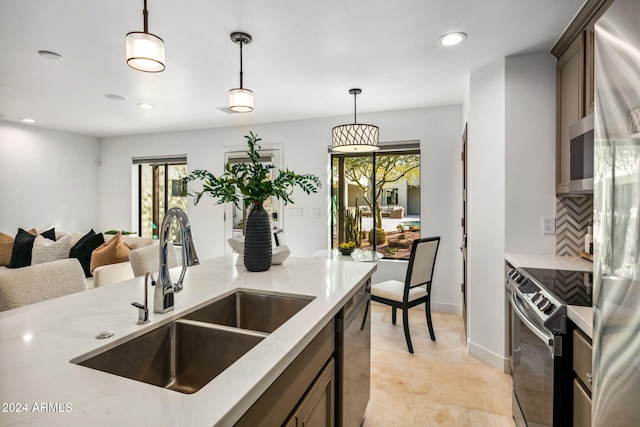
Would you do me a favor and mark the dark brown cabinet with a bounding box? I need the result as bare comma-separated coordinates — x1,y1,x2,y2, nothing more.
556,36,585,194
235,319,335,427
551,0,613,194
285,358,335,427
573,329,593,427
◆ ◆ ◆
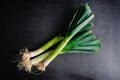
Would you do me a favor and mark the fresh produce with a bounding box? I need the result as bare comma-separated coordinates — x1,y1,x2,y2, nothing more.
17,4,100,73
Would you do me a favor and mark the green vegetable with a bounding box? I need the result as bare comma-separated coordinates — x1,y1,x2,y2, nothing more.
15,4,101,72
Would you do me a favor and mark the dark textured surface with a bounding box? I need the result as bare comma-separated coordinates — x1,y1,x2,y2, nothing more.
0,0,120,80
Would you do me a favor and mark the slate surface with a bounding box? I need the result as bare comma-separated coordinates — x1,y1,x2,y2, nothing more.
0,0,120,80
◆ ◆ ◆
Starting at the line that has "Would you do me a favor and mark the dark brown" and stopping after the line that has "573,329,593,427", write those lines out again, requests included. Scale every bounding-box coordinate in the answers by 1.55, rounding to whole numbers with halves going up, and leave the requests unchanged.

Would you do me a favor and mark the dark brown cabinet with a bounding box? I need the result as bare comma-separated coordinates — x1,y1,x2,y2, nothing more.
862,56,907,301
364,494,519,662
854,0,950,301
442,555,519,662
888,510,919,662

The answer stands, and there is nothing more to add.